■ INSTRUCTIONS FOR THE TASK: Copy every line of the material below word for word, leaving out the pictures.

Dataset records
****************************************

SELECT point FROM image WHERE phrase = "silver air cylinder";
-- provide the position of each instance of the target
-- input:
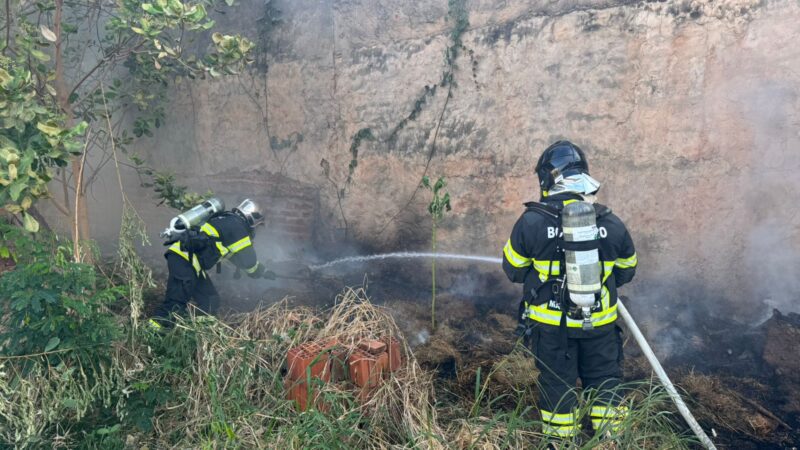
(193, 217)
(582, 258)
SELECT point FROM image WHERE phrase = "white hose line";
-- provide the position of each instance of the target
(651, 357)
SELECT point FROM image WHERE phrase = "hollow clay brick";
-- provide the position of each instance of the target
(364, 369)
(339, 370)
(372, 346)
(298, 360)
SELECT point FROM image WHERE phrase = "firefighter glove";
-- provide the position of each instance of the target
(269, 275)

****************************************

■ COMPLETED TASK:
SELECT point FROM image WHERE phrase = "silver air cylinder";
-- provide the position of each instance of the target
-- input:
(193, 217)
(582, 258)
SELECT point FROM image WHERE phrase = "white hose line";
-- provide the position of each instance of the target
(651, 357)
SELECT point FROM image WHERE phrase = "hollow clay brick";
-- provide the position of each instance of the target
(364, 369)
(339, 370)
(372, 346)
(298, 360)
SELECT point FROM image WHERE phrase = "firefighter glove";
-- provide the position of each instance of the target
(269, 275)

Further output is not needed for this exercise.